Write out the data below line for line, without altering a single character or the order of the lines.
[start DATASET RECORDS]
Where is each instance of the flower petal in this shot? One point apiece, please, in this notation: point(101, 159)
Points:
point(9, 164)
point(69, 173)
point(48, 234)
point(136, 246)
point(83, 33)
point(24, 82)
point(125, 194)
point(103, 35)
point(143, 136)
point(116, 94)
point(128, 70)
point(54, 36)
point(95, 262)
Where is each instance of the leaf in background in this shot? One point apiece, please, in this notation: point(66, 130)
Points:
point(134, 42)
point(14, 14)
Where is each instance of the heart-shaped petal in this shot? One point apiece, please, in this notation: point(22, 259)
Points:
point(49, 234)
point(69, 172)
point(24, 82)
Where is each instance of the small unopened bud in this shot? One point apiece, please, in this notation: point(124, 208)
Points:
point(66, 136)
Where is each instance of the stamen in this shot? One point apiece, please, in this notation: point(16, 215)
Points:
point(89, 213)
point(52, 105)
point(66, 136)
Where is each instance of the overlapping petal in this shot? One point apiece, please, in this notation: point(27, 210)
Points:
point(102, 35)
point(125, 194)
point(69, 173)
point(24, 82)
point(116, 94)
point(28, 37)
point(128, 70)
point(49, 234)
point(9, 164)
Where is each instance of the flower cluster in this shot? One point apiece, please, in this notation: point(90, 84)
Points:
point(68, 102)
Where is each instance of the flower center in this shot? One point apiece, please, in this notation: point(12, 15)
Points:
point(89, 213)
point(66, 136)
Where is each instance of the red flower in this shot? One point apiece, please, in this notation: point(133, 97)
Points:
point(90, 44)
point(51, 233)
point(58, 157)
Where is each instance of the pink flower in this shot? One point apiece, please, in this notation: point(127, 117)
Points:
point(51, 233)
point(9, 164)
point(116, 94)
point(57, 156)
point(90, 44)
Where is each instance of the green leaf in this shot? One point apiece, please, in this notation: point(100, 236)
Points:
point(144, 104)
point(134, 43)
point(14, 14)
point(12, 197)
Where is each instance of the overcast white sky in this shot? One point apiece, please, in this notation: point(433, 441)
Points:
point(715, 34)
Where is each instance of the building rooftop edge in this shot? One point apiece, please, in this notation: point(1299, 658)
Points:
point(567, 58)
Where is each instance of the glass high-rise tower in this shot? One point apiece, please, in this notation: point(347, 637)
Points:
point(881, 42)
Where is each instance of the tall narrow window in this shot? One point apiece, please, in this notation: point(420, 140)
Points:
[end DATASET RECORDS]
# FINAL ANSWER:
Where is each instance of the flower petal in this shot? One point apiece, please, in this notation: point(101, 159)
Points:
point(9, 164)
point(69, 173)
point(48, 234)
point(136, 246)
point(83, 33)
point(24, 82)
point(125, 194)
point(103, 35)
point(143, 136)
point(116, 94)
point(128, 70)
point(54, 36)
point(95, 262)
Where is each instance of the leaf in background in this shot? One point apiece, please, in this notation: point(66, 130)
Points:
point(134, 42)
point(14, 14)
Where is each instance of the heart-shaped petal in this shot? One point apiece, please, in this notation: point(22, 259)
Points:
point(49, 234)
point(69, 172)
point(24, 82)
Where is each instance of the small unopened bud in this shot? One point apiece, please, in this notation: point(124, 208)
Points:
point(66, 136)
Where is each instance of the stamen in this shot? One point apiece, please, in this notation: point(16, 215)
Points:
point(89, 213)
point(52, 105)
point(66, 136)
Where is each instance of the overlapping petal in this shot? One point apiece, please, in this notation: point(27, 210)
Points:
point(102, 35)
point(125, 194)
point(69, 173)
point(24, 82)
point(116, 94)
point(28, 37)
point(128, 70)
point(49, 234)
point(9, 164)
Where is each instance of the flower cluster in this shot? One point apiece, please, in this notation: point(90, 84)
Points:
point(68, 102)
Where is each instance of the flower center in this shot? One point apiece, please, in this notation: point(12, 15)
Points:
point(89, 213)
point(66, 136)
Where is each instance of the red flower in this shot? One point apiece, please, in this notation: point(133, 97)
Points:
point(90, 44)
point(51, 233)
point(58, 157)
Where is each instance of the pink flower in this shot? One point apiece, please, in this notation: point(127, 117)
Points:
point(51, 233)
point(9, 164)
point(116, 94)
point(57, 156)
point(90, 44)
Where is each instance of the green leaf in this shot? One point apiece, please, in this notation: point(100, 236)
Points:
point(144, 104)
point(134, 43)
point(14, 14)
point(12, 197)
Where is each instance of the overcast white sky in this shot? One point apiece, please, in this notation: point(433, 441)
Points:
point(715, 34)
Where is each instance of the building rooftop edge in this shot? One point apiece, please, in this notation: point(1299, 658)
Points:
point(567, 58)
Where is each instance of the glass high-rise tower in this shot? One point apiece, please, in this notation: point(347, 637)
Points:
point(881, 42)
Where is each instance of the tall narrow window in this shot? One point apiece, please, in this notation: point(420, 140)
Points:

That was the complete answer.